WHAT IS BEING ASKED
For this exercise, write out exactly the lines from the line containing "Where in this photo can the jagged" through the last line of the records, and no other lines.

DATA SECTION
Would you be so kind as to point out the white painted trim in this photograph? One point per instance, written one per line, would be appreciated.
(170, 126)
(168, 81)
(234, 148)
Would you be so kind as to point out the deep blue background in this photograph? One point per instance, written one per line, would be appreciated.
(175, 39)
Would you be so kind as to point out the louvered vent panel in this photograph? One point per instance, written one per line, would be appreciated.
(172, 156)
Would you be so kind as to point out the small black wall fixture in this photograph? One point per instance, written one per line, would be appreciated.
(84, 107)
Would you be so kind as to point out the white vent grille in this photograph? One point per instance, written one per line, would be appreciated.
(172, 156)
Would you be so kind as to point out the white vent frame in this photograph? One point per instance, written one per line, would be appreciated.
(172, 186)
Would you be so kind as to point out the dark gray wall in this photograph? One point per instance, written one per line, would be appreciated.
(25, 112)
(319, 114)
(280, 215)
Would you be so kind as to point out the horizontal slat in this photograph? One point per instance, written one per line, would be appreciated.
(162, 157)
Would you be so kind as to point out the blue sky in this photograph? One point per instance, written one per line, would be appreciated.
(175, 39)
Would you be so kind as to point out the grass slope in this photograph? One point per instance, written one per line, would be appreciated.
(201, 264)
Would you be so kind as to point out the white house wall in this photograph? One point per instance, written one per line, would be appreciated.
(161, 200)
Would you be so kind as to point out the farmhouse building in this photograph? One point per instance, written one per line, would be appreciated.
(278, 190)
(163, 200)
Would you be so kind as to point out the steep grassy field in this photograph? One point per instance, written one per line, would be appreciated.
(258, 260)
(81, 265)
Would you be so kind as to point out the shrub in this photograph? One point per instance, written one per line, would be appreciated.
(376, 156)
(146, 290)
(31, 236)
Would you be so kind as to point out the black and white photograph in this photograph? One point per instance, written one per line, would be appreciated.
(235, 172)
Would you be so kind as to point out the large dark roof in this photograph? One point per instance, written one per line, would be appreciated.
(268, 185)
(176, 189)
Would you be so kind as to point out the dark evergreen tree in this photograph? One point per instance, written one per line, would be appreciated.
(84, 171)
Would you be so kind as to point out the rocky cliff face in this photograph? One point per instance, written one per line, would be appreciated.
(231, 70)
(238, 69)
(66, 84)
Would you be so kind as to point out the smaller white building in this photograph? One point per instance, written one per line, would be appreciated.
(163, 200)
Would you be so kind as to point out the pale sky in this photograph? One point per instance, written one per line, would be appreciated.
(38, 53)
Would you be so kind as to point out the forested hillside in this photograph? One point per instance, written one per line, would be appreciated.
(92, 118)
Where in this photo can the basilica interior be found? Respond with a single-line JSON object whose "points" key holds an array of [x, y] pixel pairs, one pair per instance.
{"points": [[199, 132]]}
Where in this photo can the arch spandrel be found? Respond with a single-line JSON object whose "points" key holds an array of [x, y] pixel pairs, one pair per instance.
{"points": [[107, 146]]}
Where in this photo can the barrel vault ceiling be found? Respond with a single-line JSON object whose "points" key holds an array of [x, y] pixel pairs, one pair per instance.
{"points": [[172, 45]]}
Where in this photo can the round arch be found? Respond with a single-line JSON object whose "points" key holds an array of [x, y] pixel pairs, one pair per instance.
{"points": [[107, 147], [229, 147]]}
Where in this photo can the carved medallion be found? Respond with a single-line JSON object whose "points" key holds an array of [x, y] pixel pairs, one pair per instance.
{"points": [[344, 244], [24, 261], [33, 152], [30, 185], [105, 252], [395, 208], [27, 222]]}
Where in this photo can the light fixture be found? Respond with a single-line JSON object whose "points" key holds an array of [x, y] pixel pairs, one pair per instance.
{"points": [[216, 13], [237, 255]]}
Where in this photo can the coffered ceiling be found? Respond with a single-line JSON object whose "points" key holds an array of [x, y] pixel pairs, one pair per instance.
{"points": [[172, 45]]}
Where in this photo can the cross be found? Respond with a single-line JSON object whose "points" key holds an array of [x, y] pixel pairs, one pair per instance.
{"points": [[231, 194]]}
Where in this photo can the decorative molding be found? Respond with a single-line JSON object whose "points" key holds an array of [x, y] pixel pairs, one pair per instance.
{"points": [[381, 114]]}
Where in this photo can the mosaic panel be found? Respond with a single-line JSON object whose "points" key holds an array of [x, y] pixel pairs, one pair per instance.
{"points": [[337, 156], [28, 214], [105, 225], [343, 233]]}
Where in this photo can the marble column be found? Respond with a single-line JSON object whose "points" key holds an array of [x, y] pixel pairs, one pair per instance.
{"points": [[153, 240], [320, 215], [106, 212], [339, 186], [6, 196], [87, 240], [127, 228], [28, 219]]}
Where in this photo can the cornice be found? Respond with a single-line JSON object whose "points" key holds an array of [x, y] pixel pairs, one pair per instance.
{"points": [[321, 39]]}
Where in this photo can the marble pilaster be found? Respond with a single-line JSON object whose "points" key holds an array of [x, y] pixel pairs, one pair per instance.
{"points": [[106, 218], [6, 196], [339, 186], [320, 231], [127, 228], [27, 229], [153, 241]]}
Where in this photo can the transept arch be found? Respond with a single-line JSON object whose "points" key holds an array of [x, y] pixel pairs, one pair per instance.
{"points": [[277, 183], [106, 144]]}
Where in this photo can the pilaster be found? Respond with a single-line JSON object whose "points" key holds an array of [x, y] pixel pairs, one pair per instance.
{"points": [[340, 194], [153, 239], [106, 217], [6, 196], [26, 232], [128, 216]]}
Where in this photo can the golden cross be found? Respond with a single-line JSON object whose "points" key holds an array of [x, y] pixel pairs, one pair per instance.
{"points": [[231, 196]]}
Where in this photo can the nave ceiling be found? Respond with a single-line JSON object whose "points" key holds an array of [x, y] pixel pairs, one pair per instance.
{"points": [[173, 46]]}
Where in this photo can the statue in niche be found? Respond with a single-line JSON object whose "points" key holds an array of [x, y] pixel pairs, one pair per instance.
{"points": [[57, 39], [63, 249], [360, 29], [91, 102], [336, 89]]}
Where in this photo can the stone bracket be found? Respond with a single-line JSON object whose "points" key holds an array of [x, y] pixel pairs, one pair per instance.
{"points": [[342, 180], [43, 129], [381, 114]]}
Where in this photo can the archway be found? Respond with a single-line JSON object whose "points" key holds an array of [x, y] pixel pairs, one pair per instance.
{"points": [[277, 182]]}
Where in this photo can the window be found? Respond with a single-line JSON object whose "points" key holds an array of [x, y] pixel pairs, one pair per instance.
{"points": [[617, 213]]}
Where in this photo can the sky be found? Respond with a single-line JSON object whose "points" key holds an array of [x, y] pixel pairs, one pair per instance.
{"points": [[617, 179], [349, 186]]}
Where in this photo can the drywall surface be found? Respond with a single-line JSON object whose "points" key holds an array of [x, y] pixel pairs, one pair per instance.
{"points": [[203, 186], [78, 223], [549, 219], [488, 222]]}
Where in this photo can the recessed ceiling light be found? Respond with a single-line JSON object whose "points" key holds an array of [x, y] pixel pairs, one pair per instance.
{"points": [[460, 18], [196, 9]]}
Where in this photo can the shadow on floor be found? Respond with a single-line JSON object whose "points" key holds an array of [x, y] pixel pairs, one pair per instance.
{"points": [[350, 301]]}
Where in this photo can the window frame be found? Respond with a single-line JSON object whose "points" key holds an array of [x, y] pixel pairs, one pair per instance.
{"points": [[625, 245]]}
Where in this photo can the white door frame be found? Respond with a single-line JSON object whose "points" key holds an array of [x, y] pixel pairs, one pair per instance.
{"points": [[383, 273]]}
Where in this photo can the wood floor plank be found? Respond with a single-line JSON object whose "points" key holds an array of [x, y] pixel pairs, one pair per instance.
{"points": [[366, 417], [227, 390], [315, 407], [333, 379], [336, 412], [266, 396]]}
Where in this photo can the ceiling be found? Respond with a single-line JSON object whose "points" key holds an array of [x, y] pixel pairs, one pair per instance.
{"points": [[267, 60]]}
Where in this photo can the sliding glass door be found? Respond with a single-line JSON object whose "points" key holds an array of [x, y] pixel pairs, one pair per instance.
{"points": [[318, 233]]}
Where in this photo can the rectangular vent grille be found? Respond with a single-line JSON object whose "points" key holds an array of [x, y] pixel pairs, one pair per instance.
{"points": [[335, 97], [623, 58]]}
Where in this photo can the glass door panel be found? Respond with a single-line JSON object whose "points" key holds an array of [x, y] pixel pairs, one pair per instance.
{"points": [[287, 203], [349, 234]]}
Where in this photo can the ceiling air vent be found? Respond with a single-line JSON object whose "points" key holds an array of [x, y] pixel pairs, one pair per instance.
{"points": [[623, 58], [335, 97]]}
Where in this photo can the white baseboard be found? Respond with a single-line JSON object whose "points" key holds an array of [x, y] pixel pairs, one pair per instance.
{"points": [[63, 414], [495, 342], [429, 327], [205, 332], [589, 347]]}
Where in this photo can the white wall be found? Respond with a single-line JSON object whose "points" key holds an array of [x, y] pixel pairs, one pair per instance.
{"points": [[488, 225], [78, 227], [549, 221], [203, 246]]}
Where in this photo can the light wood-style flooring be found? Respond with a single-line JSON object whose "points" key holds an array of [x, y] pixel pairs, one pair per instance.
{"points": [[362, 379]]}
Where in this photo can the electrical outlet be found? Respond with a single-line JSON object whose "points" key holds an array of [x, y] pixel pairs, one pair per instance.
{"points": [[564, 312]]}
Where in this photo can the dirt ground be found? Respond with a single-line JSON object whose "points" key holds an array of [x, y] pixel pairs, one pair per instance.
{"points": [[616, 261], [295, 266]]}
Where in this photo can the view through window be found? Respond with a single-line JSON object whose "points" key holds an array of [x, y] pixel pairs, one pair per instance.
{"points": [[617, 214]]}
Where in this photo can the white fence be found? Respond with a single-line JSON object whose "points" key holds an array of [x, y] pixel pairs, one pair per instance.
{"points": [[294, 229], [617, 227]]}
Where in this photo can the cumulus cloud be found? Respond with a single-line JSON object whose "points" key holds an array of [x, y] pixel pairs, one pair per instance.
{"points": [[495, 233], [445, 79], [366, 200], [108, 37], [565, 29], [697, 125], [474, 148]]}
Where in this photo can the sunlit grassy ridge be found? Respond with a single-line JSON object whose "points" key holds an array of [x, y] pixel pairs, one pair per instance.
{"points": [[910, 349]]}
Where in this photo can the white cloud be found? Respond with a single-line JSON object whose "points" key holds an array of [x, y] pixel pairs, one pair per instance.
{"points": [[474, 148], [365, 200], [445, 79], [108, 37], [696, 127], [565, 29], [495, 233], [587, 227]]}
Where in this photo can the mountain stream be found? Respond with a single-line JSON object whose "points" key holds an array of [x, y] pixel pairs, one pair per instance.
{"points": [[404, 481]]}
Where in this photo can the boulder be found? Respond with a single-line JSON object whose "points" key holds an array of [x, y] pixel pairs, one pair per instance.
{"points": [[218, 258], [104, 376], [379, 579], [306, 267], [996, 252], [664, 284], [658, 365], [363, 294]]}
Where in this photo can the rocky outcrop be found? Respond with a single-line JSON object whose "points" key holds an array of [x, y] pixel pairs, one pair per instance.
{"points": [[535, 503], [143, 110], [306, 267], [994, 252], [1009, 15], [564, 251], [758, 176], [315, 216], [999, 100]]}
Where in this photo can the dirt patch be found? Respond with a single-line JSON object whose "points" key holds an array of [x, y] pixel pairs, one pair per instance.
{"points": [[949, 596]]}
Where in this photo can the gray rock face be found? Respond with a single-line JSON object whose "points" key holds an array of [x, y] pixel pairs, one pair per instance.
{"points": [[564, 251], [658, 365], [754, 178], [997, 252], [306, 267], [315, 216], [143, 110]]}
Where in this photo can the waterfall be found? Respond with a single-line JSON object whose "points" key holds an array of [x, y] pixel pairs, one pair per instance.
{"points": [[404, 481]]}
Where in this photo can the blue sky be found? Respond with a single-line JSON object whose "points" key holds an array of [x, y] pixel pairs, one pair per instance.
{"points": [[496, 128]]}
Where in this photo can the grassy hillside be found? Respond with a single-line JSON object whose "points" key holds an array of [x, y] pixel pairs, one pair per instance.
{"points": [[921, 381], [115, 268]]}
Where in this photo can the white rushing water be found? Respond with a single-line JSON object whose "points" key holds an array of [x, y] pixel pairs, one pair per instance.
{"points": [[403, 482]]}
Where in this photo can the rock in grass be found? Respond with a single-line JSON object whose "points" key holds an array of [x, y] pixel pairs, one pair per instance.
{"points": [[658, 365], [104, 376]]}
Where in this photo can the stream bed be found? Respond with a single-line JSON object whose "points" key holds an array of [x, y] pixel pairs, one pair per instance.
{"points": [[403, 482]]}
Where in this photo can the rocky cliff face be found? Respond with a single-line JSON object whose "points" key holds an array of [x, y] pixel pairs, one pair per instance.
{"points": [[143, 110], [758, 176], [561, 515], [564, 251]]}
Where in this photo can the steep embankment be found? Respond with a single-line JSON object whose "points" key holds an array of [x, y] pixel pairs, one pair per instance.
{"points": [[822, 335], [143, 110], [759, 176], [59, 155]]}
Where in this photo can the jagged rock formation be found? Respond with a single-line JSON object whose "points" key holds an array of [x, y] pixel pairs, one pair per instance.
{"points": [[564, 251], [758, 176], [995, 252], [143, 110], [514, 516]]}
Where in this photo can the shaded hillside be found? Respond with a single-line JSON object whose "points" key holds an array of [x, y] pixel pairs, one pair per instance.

RESULT FOR THIS TASK
Where in this photo can the jagged rock formation be found? Respond with a single-line JSON object whose "points" key holds an array of [x, y] pixel pairs, one pair per instance.
{"points": [[564, 251], [758, 176], [995, 252], [143, 110], [514, 516]]}
Where in this photo can the shaded hillside be found? Respond with a single-line JSON object whose "points" key holds an array of [x, y] pixel pairs, one pair per instance.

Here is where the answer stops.